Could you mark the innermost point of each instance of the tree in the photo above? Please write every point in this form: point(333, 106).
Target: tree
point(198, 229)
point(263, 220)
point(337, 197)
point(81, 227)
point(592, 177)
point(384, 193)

_ _ _ _ _

■ Job: Rewrite the listing above, replacing "tree" with "bush" wherever it occurs and changing nothing else.

■ Exercise solution:
Could you mark the innermost point of each instance of the bush in the photo above? Please write every point in this form: point(333, 106).
Target: bush
point(198, 229)
point(263, 220)
point(337, 197)
point(81, 227)
point(592, 177)
point(384, 193)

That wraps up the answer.